-- start of Entries supplied --

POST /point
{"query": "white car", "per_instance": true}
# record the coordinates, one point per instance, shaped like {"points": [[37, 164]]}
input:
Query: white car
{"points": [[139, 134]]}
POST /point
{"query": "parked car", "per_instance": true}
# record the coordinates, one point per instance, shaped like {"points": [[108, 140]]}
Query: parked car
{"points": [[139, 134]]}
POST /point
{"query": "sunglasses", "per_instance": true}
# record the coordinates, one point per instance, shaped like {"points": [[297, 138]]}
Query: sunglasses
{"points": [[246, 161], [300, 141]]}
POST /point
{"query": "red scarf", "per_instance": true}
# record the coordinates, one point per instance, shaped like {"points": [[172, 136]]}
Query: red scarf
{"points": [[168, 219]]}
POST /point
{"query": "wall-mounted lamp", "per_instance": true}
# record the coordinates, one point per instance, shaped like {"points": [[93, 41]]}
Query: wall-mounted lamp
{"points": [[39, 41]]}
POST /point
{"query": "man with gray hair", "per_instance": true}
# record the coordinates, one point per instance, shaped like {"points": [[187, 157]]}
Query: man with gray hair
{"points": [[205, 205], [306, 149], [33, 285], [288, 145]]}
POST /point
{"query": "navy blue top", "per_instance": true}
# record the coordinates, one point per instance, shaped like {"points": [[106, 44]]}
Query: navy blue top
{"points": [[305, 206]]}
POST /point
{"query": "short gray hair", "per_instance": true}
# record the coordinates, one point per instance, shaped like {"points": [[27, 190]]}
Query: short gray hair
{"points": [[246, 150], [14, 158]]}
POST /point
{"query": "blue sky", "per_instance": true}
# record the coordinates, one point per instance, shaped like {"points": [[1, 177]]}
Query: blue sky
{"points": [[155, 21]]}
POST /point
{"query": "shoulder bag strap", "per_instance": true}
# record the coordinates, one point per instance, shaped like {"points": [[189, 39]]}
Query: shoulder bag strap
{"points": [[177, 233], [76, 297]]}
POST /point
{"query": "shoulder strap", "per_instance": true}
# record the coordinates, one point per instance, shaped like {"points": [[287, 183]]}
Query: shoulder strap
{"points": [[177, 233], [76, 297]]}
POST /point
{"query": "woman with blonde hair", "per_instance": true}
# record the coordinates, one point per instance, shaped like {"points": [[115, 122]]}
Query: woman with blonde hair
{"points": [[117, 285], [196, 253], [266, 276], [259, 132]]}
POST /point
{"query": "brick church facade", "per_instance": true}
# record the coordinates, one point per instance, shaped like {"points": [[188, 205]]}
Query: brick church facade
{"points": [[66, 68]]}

-- end of Entries supplied --

# Stated goal
Show every line of the items above that contains the string "with", copying each such line in full.

# Answer to this exercise
{"query": "man with gray hair", "per_instance": true}
Query: man with gray hair
{"query": "woman with blonde hair", "per_instance": true}
Query: woman with blonde hair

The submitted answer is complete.